Referring expression pointing data:
-=-=-=-=-

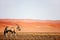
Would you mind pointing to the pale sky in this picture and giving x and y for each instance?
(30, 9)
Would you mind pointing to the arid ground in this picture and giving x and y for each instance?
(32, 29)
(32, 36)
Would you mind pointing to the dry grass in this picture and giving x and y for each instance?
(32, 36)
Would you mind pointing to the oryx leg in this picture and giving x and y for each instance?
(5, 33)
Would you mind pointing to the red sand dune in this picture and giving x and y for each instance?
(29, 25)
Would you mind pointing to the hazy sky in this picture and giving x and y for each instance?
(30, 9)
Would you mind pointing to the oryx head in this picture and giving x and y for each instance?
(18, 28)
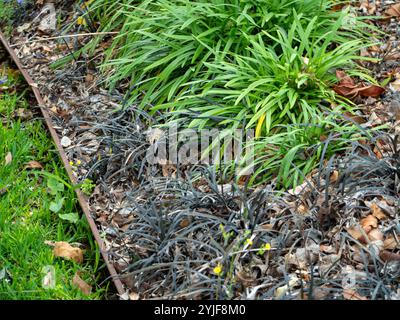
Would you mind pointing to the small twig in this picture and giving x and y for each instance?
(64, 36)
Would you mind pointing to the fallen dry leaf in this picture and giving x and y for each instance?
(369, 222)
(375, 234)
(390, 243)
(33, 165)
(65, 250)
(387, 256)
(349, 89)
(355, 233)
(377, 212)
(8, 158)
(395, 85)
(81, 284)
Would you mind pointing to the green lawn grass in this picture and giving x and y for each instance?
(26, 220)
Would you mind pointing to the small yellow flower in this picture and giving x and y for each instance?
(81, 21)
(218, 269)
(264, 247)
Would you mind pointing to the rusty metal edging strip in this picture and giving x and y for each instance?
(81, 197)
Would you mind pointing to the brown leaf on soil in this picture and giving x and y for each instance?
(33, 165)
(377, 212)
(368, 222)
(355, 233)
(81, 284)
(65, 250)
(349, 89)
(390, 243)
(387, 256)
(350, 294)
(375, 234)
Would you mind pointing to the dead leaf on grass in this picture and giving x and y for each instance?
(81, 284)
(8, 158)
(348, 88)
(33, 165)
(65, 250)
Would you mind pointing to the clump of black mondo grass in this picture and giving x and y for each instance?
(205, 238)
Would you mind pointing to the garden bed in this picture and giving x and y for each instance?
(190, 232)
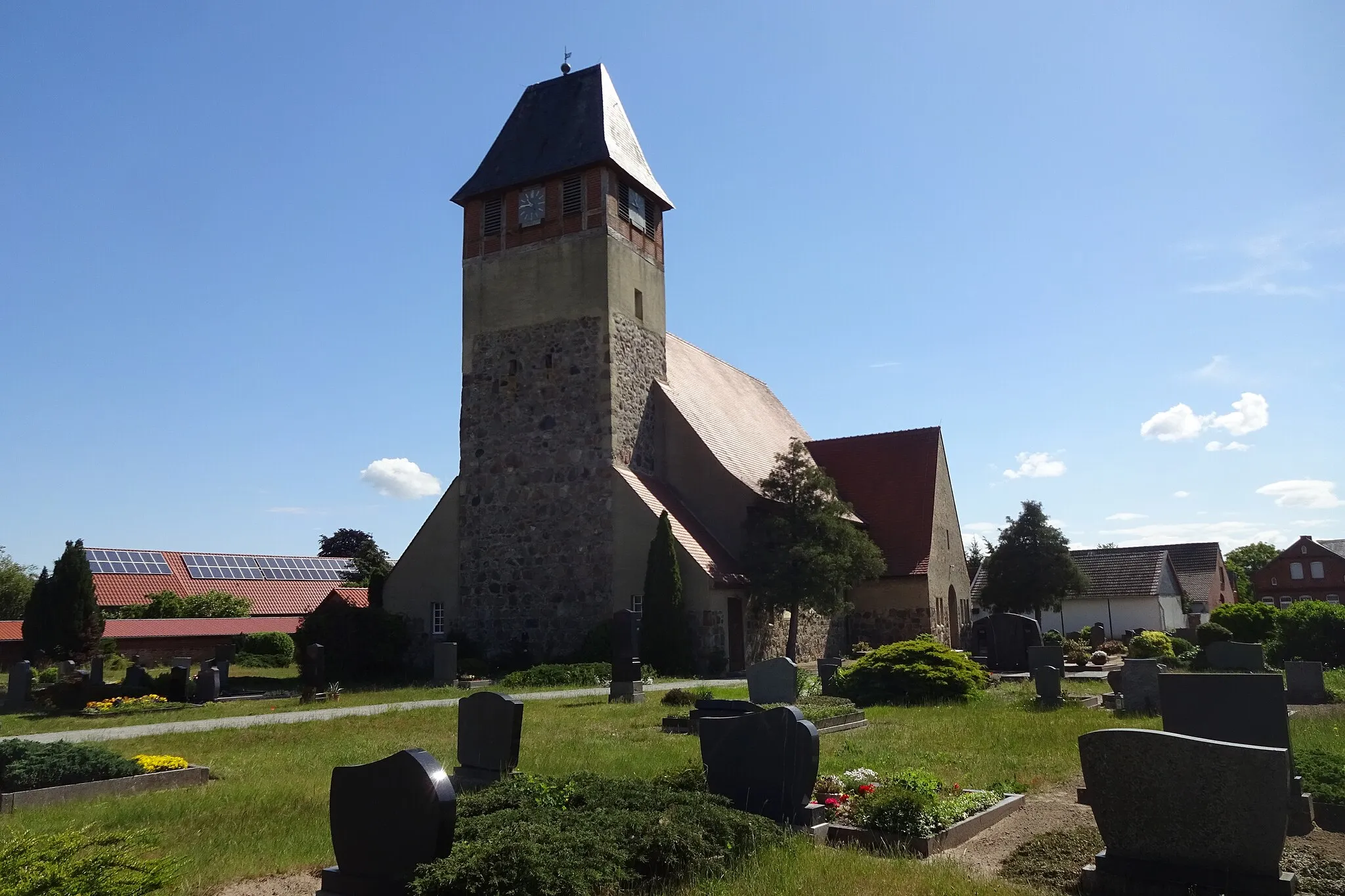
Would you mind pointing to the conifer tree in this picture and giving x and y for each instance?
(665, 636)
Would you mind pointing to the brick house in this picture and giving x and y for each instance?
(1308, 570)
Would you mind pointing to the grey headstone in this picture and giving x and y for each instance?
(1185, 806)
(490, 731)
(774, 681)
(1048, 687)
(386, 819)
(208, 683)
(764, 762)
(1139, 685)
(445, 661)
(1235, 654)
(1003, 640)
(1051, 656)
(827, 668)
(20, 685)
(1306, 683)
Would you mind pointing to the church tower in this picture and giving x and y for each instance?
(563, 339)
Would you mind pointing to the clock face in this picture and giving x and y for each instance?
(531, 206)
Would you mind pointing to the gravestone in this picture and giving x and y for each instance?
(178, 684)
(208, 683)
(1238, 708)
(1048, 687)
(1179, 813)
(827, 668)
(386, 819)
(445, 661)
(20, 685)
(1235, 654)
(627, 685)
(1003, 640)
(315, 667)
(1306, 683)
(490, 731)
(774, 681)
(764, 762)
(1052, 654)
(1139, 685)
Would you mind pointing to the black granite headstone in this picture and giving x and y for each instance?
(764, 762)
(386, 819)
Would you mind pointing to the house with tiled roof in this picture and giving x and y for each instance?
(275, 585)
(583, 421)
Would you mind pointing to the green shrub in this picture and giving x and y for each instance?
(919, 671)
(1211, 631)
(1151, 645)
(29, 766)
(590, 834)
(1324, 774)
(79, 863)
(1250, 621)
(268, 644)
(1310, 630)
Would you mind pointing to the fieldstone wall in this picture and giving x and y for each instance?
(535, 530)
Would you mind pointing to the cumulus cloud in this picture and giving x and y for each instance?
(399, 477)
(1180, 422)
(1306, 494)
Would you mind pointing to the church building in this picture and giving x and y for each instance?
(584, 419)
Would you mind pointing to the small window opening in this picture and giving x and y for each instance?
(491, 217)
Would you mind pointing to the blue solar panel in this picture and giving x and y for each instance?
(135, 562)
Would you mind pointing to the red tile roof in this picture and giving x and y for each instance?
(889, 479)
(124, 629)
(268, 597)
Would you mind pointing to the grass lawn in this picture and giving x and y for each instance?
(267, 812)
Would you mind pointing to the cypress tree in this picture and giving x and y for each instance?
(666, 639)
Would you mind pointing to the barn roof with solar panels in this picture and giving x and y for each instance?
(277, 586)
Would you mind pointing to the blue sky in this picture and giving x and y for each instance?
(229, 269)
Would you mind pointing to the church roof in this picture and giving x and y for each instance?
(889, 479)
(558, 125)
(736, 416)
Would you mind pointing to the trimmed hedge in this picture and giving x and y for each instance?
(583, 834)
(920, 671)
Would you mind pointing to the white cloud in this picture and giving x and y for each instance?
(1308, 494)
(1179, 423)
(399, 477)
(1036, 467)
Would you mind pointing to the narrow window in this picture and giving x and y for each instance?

-=-=-=-=-

The required answer is the line with "Would you mind pointing to the blue sky" plus every line after it to the end of the entries above, transcribed exactly.

Would you mind pointing to the blue sky in this picture and giving x and y for each instance?
(229, 269)
Would you mind pointing to the church roof in this picture and giving x and y for each instance?
(889, 479)
(558, 125)
(736, 416)
Would you mind pointing to the trimmed hedge in this picture and giving x and y for each instance?
(583, 834)
(920, 671)
Would you mind pointing to the white cloud in this picture and giving x and y for each instance?
(1308, 494)
(1179, 423)
(399, 477)
(1036, 467)
Would you mind pointing to the narrow window in this picture and giving x and y for each instance?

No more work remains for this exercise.